------ Reading text ------
The comic begins with a mysterious, phosphorescent snowfall that immediately kills anyone who comes in contact with it. A group of friends playing a card game notice what is happening outside and manage to seal themselves off from the danger and rig protection suits out of SCUBA gear. What appears to be a nuclear winter soon reveals itself to be an alien invasion, and one dangerous situation leads to another.
Mixing post-apocalyptic drama, aliens, and even time travel with political subtext and a literary sophistication that American science fiction comics of the era couldn't match, this is an absolutely gripping page-turner that holds up all these years later, thanks in large part to the care Fantagraphics has taken in translating and repackaging the material.
By Margaret Shulock and Frank Bolle
King Features Syndicate
For 54 years, Apartment 3G has appeared in newspapers and on the web via the King Features Syndicate, but on November 22 it ran its final strip. It was an anti-climactic, bordering-on-incoherent finale that, if you had been following this comic recently, you would've known to expect. As this AV Club article notes, a small collection of blogs sprouted up over the years dedicated to following this strip and cataloging just how odd it was becoming.
In 1952, psychiatrist Dr. Nicholas P. Dallis and artist Alex Kotzky created this soap opera strip about three unmarried working women sharing an apartment in New York (a novel subject at the time). Kotzky was an exquisite illustrator who gave Apartment 3G a fashionable look equal to any of the great "realistic” strips of that era. Dallis and Kotzky kept working on it up until their deaths (Dallis in 1991 and Kotzky in 1996). Kotzky’s family handed the strip over to writer Margaret Shulock and artist Frank Bolle who continued it until the very end. At some point, however, Shulock and Bolle brought the strip (unintentionally, but who knows?) to a level of absurdism that no one would expect.
------ Source data ------
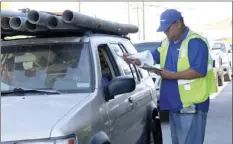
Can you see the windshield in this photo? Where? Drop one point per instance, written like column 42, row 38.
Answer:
column 217, row 46
column 63, row 67
column 146, row 46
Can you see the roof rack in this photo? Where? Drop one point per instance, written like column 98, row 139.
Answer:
column 47, row 24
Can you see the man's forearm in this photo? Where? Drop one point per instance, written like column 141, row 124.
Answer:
column 187, row 74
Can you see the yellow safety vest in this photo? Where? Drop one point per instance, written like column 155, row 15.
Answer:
column 196, row 90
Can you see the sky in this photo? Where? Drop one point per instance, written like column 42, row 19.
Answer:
column 197, row 15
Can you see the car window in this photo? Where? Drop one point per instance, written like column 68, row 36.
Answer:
column 146, row 46
column 123, row 66
column 64, row 66
column 219, row 46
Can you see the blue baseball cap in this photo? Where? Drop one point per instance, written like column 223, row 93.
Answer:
column 167, row 18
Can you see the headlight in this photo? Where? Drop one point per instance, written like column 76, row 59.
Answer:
column 62, row 140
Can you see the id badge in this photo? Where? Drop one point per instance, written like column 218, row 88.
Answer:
column 187, row 87
column 190, row 109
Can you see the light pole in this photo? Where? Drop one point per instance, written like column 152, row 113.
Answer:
column 143, row 16
column 138, row 22
column 79, row 6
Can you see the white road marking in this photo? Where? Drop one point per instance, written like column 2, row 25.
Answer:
column 213, row 96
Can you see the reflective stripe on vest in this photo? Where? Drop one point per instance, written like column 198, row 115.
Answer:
column 191, row 91
column 182, row 82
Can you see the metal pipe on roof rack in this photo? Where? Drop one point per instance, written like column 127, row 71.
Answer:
column 7, row 13
column 18, row 23
column 90, row 22
column 34, row 27
column 5, row 23
column 56, row 22
column 37, row 17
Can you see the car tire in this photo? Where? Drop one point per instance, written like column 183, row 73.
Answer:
column 100, row 138
column 156, row 131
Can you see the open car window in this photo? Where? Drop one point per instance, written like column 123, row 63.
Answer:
column 64, row 67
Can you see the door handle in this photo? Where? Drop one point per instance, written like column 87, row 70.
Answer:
column 130, row 99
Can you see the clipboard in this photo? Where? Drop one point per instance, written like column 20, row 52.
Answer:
column 149, row 68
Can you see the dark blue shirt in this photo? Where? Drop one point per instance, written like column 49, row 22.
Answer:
column 198, row 59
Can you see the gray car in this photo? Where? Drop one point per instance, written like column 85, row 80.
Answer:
column 75, row 90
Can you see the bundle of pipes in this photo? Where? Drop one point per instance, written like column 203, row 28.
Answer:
column 37, row 21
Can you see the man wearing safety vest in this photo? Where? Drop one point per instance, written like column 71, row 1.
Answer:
column 187, row 78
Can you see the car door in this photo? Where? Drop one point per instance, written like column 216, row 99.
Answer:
column 119, row 109
column 144, row 90
column 132, row 126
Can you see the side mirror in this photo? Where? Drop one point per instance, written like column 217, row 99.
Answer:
column 120, row 85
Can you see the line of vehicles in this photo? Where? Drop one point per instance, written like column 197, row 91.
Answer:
column 67, row 84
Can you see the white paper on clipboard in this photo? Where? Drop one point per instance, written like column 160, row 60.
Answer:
column 145, row 57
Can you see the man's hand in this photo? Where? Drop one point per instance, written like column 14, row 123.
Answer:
column 187, row 74
column 165, row 74
column 131, row 61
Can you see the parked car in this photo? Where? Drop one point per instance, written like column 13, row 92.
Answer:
column 221, row 53
column 69, row 84
column 149, row 45
column 60, row 95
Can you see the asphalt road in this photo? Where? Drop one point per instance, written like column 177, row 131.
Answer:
column 219, row 122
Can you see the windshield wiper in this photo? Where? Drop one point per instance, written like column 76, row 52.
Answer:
column 23, row 91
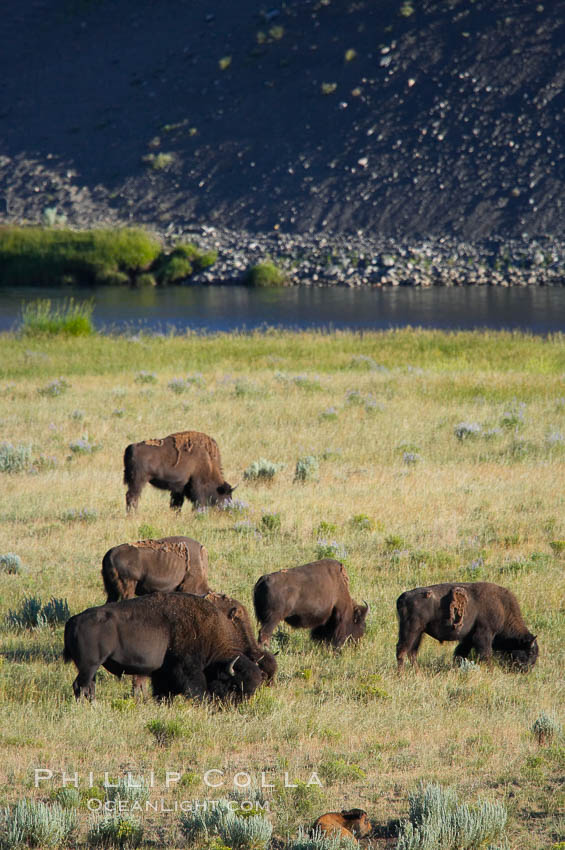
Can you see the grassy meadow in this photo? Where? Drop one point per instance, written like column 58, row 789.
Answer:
column 439, row 457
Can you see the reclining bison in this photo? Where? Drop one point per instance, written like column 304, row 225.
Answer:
column 188, row 464
column 183, row 642
column 313, row 596
column 349, row 823
column 479, row 615
column 172, row 563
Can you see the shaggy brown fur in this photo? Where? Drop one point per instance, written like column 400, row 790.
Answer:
column 187, row 463
column 171, row 563
column 313, row 596
column 239, row 616
column 188, row 440
column 480, row 615
column 352, row 823
column 183, row 642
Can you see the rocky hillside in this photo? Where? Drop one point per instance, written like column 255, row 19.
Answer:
column 403, row 118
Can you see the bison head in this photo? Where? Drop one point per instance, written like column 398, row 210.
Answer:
column 356, row 821
column 233, row 680
column 525, row 656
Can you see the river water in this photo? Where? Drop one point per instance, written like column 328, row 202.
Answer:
column 539, row 310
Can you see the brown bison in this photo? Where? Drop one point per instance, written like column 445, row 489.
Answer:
column 313, row 596
column 239, row 616
column 188, row 464
column 352, row 823
column 172, row 563
column 184, row 642
column 479, row 615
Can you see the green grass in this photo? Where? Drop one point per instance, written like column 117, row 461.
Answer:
column 486, row 508
column 72, row 318
column 35, row 256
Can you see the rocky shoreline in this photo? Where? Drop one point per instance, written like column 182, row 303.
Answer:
column 363, row 260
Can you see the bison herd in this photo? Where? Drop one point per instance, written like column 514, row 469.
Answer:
column 162, row 621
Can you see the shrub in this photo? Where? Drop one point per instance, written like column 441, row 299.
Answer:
column 240, row 831
column 115, row 831
column 265, row 275
column 262, row 469
column 83, row 446
column 438, row 820
column 36, row 824
column 269, row 522
column 165, row 731
column 545, row 728
column 48, row 257
column 70, row 318
column 10, row 563
column 33, row 615
column 144, row 377
column 318, row 840
column 307, row 468
column 79, row 515
column 467, row 430
column 331, row 549
column 14, row 458
column 54, row 388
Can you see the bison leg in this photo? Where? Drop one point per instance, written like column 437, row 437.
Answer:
column 177, row 500
column 463, row 649
column 84, row 684
column 482, row 642
column 408, row 644
column 132, row 498
column 139, row 687
column 267, row 629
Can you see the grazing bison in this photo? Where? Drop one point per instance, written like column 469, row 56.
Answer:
column 352, row 823
column 188, row 464
column 239, row 616
column 184, row 642
column 314, row 596
column 172, row 563
column 479, row 615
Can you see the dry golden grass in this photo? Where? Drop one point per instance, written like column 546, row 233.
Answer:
column 481, row 508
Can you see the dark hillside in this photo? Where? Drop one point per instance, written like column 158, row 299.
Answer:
column 400, row 118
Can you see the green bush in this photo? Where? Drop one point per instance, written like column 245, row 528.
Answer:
column 115, row 831
column 10, row 563
column 34, row 255
column 34, row 824
column 14, row 458
column 438, row 820
column 264, row 275
column 71, row 318
column 34, row 615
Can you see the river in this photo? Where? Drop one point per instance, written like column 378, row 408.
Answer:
column 539, row 310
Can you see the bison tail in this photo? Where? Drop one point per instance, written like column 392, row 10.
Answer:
column 128, row 466
column 67, row 654
column 111, row 578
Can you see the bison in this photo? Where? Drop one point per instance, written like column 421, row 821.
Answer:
column 313, row 596
column 184, row 642
column 188, row 464
column 172, row 563
column 239, row 616
column 479, row 615
column 349, row 823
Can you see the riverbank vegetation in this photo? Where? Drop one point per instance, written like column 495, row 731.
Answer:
column 37, row 256
column 438, row 456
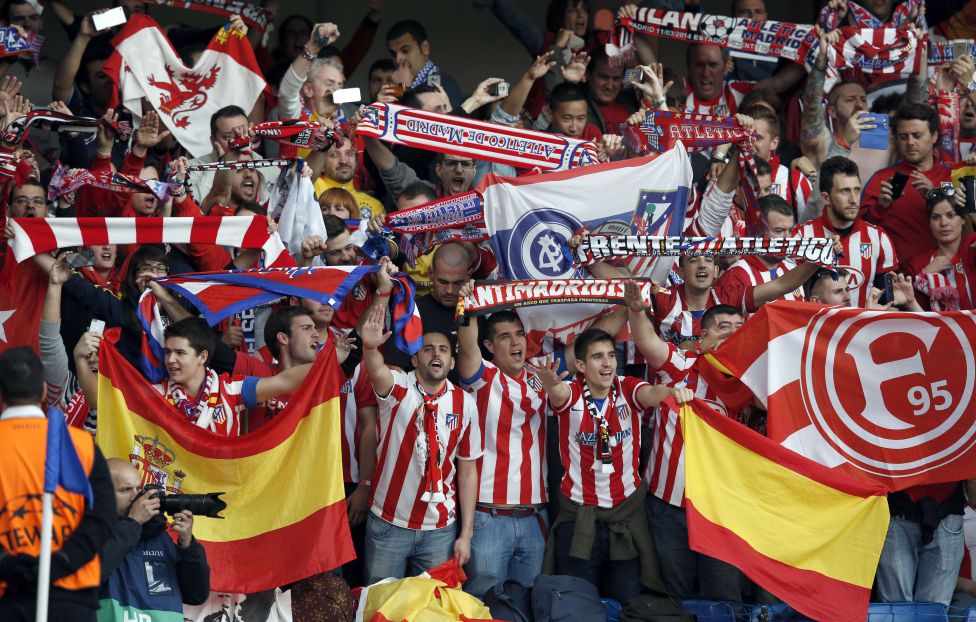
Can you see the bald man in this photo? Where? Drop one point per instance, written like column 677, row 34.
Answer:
column 142, row 569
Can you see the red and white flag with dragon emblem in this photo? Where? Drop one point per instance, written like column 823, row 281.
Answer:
column 145, row 64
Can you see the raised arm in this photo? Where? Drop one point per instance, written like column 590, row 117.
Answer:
column 815, row 138
column 655, row 351
column 469, row 353
column 374, row 335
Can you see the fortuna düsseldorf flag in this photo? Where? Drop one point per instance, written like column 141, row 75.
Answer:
column 145, row 64
column 879, row 394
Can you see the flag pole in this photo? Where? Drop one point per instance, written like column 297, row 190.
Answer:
column 44, row 563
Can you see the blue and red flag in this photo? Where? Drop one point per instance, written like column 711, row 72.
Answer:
column 218, row 295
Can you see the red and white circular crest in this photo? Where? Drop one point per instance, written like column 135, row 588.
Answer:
column 890, row 391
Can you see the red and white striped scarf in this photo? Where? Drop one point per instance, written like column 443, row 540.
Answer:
column 872, row 50
column 63, row 182
column 294, row 132
column 468, row 138
column 46, row 119
column 15, row 169
column 40, row 235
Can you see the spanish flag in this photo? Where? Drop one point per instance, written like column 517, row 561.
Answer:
column 286, row 512
column 808, row 534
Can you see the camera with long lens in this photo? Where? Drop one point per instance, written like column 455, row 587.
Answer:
column 209, row 504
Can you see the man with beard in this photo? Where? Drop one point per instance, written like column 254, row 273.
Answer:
column 609, row 103
column 868, row 251
column 143, row 570
column 902, row 214
column 681, row 568
column 226, row 124
column 510, row 523
column 338, row 172
column 428, row 437
column 601, row 534
column 738, row 283
column 710, row 94
column 846, row 107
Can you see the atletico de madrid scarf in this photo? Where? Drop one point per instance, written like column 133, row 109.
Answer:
column 872, row 50
column 862, row 18
column 597, row 248
column 468, row 138
column 294, row 132
column 698, row 132
column 63, row 182
column 491, row 296
column 457, row 218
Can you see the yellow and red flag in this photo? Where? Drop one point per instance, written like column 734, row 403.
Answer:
column 809, row 534
column 286, row 512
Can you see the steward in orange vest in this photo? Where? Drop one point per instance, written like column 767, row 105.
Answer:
column 80, row 530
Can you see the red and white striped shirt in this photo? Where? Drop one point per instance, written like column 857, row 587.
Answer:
column 737, row 282
column 961, row 277
column 577, row 445
column 793, row 186
column 399, row 473
column 354, row 394
column 725, row 105
column 665, row 470
column 512, row 418
column 675, row 321
column 868, row 252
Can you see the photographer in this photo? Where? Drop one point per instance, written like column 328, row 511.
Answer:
column 142, row 569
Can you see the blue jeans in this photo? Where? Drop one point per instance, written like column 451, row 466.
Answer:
column 504, row 547
column 912, row 571
column 680, row 566
column 389, row 549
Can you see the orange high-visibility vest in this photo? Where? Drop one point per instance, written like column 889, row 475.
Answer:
column 23, row 446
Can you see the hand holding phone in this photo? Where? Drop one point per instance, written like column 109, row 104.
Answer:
column 898, row 181
column 97, row 327
column 875, row 137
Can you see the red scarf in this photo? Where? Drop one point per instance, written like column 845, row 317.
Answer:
column 430, row 452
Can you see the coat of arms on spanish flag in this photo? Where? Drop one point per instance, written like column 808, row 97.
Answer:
column 286, row 511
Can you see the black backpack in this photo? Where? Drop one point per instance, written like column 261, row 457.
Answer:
column 561, row 598
column 510, row 601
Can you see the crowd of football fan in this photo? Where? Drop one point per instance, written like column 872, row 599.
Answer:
column 517, row 492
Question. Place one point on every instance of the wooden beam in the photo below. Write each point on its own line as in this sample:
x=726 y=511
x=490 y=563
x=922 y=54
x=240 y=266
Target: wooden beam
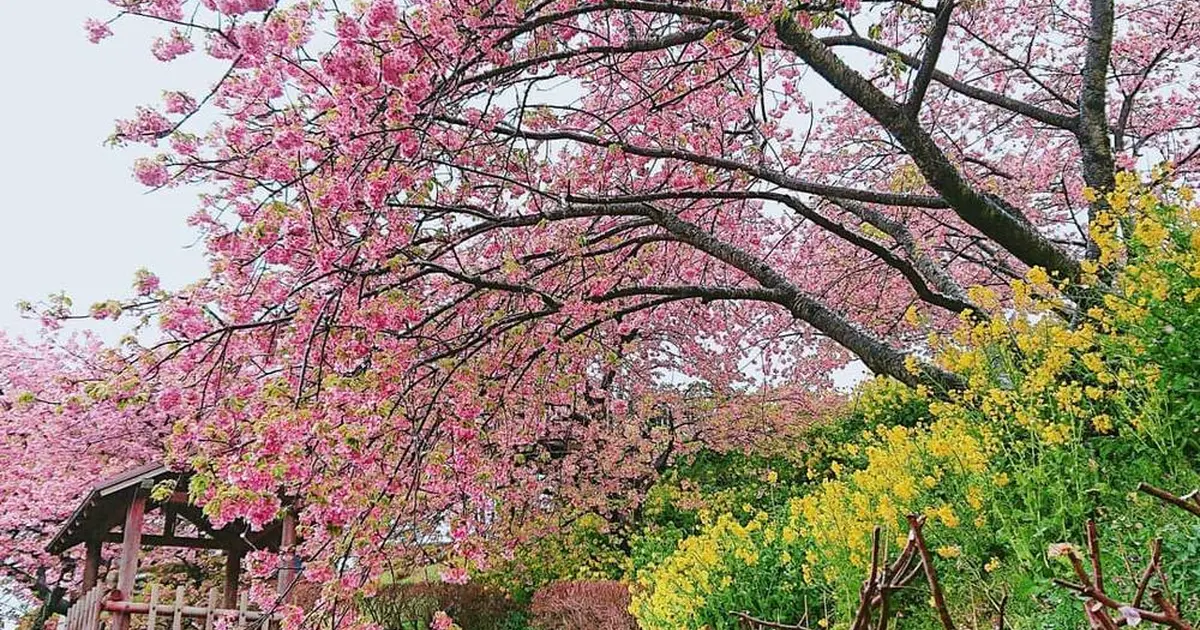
x=90 y=564
x=287 y=556
x=131 y=545
x=233 y=574
x=154 y=540
x=168 y=520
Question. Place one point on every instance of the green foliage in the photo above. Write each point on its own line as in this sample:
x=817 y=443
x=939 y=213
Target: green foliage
x=1060 y=421
x=411 y=606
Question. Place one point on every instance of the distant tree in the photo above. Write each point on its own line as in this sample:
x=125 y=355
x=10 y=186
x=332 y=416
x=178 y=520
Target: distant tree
x=463 y=253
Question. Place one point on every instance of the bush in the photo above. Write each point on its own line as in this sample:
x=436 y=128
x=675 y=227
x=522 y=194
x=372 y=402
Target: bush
x=582 y=606
x=472 y=606
x=1063 y=414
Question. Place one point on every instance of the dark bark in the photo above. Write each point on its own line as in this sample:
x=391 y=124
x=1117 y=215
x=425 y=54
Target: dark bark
x=1093 y=124
x=1013 y=233
x=879 y=355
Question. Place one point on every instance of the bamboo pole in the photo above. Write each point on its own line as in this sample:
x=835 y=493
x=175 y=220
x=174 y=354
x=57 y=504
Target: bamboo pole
x=151 y=617
x=177 y=623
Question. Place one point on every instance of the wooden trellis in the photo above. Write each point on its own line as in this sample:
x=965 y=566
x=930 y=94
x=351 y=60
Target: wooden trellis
x=88 y=612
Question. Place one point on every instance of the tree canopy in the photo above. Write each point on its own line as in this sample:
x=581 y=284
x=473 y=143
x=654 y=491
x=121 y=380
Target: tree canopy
x=481 y=264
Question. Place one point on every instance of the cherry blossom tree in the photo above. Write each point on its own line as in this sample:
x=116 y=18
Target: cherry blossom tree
x=472 y=261
x=71 y=414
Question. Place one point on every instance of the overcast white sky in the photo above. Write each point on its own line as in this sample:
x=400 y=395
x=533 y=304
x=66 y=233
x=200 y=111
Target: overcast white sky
x=71 y=216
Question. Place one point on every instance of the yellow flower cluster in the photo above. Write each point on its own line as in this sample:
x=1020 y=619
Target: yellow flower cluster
x=675 y=593
x=1048 y=365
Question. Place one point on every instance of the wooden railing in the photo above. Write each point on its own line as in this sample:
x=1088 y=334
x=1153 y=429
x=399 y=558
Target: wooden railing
x=85 y=612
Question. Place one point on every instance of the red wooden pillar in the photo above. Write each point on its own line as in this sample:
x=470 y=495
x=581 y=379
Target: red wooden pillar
x=233 y=574
x=131 y=546
x=287 y=556
x=91 y=564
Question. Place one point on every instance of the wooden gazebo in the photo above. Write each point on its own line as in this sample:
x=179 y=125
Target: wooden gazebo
x=115 y=510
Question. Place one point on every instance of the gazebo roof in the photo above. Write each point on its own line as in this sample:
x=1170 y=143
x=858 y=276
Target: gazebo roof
------
About this task → Rewrite the comics text from "Mixing post-apocalyptic drama, aliens, and" to "repackaging the material.", changing "gripping" to "compelling".

Exercise answer →
Mixing post-apocalyptic drama, aliens, and even time travel with political subtext and a literary sophistication that American science fiction comics of the era couldn't match, this is an absolutely compelling page-turner that holds up all these years later, thanks in large part to the care Fantagraphics has taken in translating and repackaging the material.